First there was RI. An 11-year-old from a family of
Jakarta scavengers discovered with injuries to her genitals and a sexually
transmitted disease. RI’s 55-year-old father, Sunoto, who has the same
disease, reportedly confessed to raping her. The girl passed away on Jan. 6
from an inflammation of the brain.
Then there was NWJ, impregnated by a 39-year-old construction worker when
she was 13. NWJ and the married father of two wed on Jan. 26 in a Balinese
Hindu ceremony witnessed by both parties’ families and officiated by the
customary village chief. The 7-months-pregnant teenager went into labor on
Feb. 4 and the infant did not survive.
And then there was FO, the 17-year-old who married Garut regent Aceng Fikri
in a nikah siri or unregistered Muslim marriage last year. The father of
three divorced FO three days after their wedding via text message, claiming
she was not a virgin.
Identified only by their initials, RI, NWJ and FO are mere droplets in a
vast ocean of similar yet unreported cases.
And what unites them is not religion, nor class, nor locale. It is men. And
it is the specter of rape and sexual coercion.
As an American woman living in Indonesia, these cases are upsetting both
because of the local systems of patriarchy that allow them to occur and
because of their distressing universality, with all too many women,
including recent headline-grabbing gang rape cases in India, South Africa
and Ohio in the US, tormented at the hands of men.
It is clear what RI suffered was rape. In NWJ’s case, she reportedly told
police she accepted the man’s sexual advances and was in love with him. And
FO’s parents consented to her marriage, Aceng giving the family Rp 250
million (US$26,000) as a dowry.
But NWJ was 13 and FO 17 at the time of their encounters with the two
married adult males, and sexual relations with women under the age of 18,
according to Article 81(2) of Law No. 23/2002 on child protection, is
illegal.
In the US this is termed statutory rape. It is definitely an act of
dominance over someone with no power or authority, someone who is legally
still a child.
Perhaps Banjarmasin High Court judge Muhammad Daming Sunusi can shed light
on the issue. During a hearing for Supreme Court justice candidates at the
House of Representatives on Jan. 14, Daming said in response to a question
about rapists and capital punishment, “Both the victims of rape and the
rapist might have enjoyed their intercourse together, so we should think
twice before handing down the death penalty.”
While Daming has been widely condemned and has
apologized, the fact that he expressed such an opinion in public is deeply,
deeply troubling, as is the fact that his statement was greeted with
laughter by the roomful of legislators at the hearing.
But January’s affronts to women were not over yet. On Jan. 21, in response
to a United Nations resolution in December urging member states to ban
female genital mutilation (FGM), Indonesian Ulema Council (MUI)

________________

Activity |
Please continue the article on sexual violence against girls and women in Indonesia from the point where it stops.

[Point localization data]

________________

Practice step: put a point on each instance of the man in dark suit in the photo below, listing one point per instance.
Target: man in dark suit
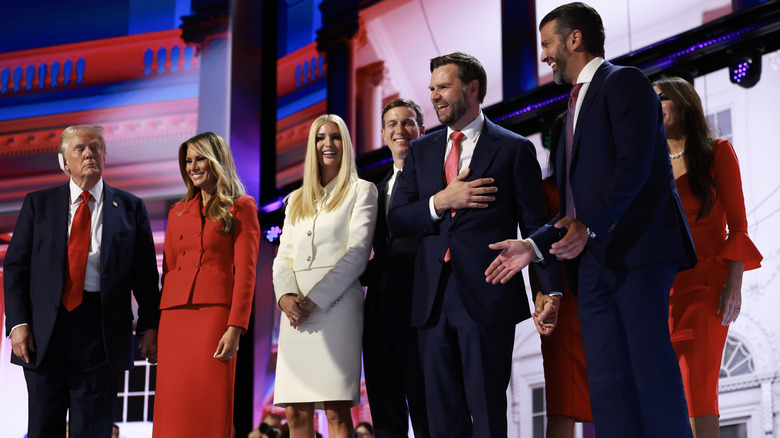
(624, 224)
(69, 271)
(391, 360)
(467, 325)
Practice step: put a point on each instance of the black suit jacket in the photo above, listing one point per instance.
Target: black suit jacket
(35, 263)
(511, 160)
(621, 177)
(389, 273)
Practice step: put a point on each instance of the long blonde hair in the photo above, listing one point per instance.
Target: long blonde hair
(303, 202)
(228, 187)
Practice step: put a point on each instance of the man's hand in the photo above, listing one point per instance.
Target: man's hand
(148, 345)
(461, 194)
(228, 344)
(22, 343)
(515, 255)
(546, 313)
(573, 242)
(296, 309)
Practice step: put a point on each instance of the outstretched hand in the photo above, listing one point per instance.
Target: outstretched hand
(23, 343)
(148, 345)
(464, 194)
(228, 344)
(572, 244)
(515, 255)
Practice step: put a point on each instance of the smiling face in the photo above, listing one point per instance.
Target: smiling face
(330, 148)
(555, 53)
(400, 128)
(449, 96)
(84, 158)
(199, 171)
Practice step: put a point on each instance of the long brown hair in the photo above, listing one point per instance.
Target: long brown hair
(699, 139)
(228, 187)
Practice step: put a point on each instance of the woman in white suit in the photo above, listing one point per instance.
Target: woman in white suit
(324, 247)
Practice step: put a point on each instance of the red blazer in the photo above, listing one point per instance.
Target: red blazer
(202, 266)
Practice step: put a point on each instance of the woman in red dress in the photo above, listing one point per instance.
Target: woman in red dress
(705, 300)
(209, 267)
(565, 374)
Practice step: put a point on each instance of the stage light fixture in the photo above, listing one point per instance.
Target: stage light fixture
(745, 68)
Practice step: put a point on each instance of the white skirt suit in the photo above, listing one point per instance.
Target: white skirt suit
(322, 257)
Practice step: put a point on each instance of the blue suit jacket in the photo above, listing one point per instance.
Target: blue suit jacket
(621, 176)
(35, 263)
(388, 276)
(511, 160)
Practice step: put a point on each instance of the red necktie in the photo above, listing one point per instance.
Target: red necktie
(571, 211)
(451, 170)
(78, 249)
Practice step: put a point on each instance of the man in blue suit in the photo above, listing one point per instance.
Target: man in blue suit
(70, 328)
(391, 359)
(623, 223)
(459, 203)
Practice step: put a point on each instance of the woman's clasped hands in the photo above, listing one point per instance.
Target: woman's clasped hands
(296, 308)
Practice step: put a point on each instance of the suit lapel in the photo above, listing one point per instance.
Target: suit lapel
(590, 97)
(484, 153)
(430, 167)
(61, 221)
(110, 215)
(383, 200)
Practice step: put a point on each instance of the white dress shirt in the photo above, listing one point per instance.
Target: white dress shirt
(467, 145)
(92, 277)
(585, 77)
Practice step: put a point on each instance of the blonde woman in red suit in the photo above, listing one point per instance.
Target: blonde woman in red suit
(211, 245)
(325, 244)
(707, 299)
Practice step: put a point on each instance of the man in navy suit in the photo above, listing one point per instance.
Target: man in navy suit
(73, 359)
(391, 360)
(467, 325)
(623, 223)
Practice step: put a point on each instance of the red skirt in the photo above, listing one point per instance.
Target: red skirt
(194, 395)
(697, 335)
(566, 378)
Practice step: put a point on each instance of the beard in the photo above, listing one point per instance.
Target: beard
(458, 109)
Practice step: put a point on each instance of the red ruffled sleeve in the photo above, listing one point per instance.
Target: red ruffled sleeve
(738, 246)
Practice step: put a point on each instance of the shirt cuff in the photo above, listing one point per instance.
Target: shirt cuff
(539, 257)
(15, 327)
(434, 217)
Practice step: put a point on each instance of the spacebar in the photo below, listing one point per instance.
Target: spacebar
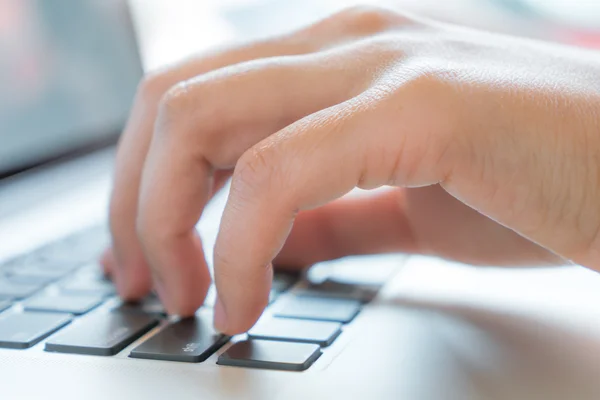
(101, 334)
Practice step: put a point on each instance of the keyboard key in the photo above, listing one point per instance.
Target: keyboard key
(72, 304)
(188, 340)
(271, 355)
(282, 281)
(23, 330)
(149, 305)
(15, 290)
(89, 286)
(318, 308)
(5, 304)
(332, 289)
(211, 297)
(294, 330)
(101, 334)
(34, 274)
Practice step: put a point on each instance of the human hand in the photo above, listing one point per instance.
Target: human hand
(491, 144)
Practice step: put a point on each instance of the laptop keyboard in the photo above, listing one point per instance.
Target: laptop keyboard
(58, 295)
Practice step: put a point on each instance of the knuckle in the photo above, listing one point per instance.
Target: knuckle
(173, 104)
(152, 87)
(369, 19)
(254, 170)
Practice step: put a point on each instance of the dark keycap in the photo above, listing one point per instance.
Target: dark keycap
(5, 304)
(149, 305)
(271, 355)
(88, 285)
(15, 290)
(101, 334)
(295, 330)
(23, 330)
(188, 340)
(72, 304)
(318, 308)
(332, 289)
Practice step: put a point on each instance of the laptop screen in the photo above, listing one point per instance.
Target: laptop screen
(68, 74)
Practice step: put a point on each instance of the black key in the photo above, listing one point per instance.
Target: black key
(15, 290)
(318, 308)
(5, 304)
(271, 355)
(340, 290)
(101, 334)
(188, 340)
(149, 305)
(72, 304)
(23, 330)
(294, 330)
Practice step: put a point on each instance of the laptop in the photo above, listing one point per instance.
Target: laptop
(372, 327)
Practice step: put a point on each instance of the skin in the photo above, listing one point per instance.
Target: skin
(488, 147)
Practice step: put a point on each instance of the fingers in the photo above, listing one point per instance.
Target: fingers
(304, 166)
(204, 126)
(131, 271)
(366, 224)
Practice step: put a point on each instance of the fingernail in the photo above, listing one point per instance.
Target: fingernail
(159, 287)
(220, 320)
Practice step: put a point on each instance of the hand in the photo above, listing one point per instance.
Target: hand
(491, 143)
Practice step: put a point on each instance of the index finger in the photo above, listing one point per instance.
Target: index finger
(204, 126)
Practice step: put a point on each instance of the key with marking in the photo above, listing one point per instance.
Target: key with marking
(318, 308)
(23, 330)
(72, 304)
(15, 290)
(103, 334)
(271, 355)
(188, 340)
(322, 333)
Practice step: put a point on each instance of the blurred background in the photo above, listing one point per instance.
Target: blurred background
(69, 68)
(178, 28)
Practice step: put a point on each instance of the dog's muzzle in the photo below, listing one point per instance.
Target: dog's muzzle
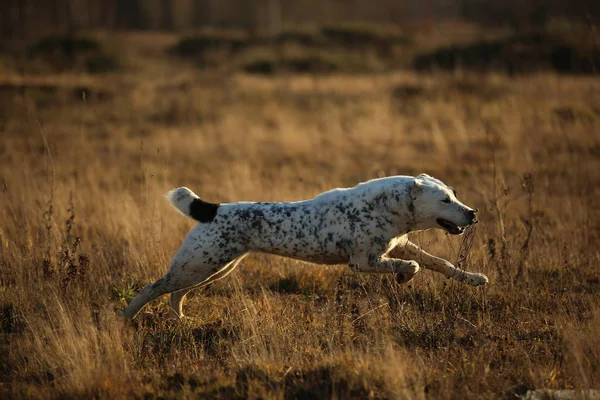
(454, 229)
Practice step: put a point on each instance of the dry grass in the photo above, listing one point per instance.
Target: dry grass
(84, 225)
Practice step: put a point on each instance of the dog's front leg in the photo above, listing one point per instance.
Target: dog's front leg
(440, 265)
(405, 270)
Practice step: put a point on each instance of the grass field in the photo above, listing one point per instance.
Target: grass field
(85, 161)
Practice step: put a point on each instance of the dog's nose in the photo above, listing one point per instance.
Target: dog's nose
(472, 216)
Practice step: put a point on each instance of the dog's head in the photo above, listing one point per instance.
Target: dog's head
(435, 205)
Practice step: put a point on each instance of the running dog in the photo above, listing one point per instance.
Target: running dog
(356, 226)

________________

The answer |
deputy-secretary-general Amirsyah Tambunan said at a press conference that
the Indonesian government should continue to allow what both the MUI and
the government term “female circumcision”.
The terminology shift in the country is lamentable. A 2010 Health Ministry
regulation condones female circumcision, describing the procedure as
“scraping [menggores] the skin that covers the front part of the clitoris,
without harming the clitoris”.
The ministry claims on its website that female circumcision is not FGM.
According to the World Health Organization’s (WHO) definition, it is.
In fact, practices in the country vary widely and are not restricted to
what is described in the ministry’s definition.
The procedure can range from the symbolic, like a tap with a bamboo stick,
to scrapes or incisions using a razor blade, to slicing part of the
clitoris off with a penknife. A study conducted throughout the country by
the Population Council in 2003 found that 28 percent of the 1,307 cases they
looked at were symbolic, while 49 percent involved incisions and 22 percent
excisions, meaning part of the clitoris or labia was removed.
Huzaemah, a member of the MUI’s fatwa commission, says the practice is a
religious obligation that should be done to control women’s sexual desires,
as has Lukman Hakim, chair of social services at the Assalaam Foundation,
which offers the procedure for free at mass annual events for girls in
Bandung. They are not alone in sharing that viewpoint.
The government has made no steps to address the UN resolution or repeal the
Health Ministry regulation, which stipulates female circumcision be
performed by licensed doctors, nurses or midwives. The WHO firmly opposes
institutionalizing or medicalizing the procedure, which is exactly what the
ministry’s regulation does.
Yet a physician from the Indonesian General Practitioners Association says
medical schools do not train doctors in the practice, and the Population
Council study found that when midwives were at the helm, 57 percent of the
procedures involved excision, their preferred instrument — scissors.
So what can we learn from this dire news of rape, teenage pregnancy and
genital mutilation?
RI, NWJ, FO and other victims of rape and sexual coercion throughout the
world — and the women and girls whose genitals have been incised or excised
in the name of suppressing their sexuality — have all been oppressed and
controlled by men. Yet, their stories suggest it is rather the men involved
who need to be controlled and contained.
It is men who cannot stop themselves from acting on their sexual desires.
And it is men who simultaneously strive to control those same desires in
women, in the case of FGM, quite literally.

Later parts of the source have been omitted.